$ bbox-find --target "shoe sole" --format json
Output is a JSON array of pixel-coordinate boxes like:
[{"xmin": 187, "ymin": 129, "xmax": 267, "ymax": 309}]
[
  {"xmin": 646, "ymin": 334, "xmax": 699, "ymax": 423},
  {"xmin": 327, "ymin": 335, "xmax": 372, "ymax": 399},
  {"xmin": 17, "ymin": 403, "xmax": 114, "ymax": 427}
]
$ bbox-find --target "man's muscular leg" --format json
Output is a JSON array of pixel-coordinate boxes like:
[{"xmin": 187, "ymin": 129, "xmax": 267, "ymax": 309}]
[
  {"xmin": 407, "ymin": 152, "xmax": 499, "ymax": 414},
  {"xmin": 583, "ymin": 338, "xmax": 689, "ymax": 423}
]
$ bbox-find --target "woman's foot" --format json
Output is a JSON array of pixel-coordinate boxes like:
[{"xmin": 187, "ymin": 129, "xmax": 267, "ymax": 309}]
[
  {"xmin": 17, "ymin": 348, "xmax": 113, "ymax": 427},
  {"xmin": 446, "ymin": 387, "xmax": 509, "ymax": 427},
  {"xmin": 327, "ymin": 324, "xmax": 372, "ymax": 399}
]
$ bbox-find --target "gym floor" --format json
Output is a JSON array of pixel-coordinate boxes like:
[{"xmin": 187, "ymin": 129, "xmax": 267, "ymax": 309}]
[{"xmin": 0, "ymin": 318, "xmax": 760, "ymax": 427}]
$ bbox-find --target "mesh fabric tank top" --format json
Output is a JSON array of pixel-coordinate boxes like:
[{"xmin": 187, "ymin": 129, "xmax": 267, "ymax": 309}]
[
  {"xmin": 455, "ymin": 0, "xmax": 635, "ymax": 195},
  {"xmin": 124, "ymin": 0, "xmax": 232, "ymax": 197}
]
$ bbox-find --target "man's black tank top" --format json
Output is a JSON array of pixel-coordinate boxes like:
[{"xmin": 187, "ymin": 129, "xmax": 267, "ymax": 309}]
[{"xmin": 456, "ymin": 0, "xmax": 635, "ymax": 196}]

+++

- [Problem to solve] Pull out every line of the listing above that contains the string "bbox", matching case exactly.

- [The solution]
$ bbox-find --target "shoe sole" --format json
$ bbox-find --target "man's muscular leg" --format json
$ bbox-find --target "woman's foot" --format json
$ bbox-find --target "gym floor" --format json
$ bbox-find --target "mesh fabric tank top" --format json
$ bbox-find --target "man's black tank top" --format json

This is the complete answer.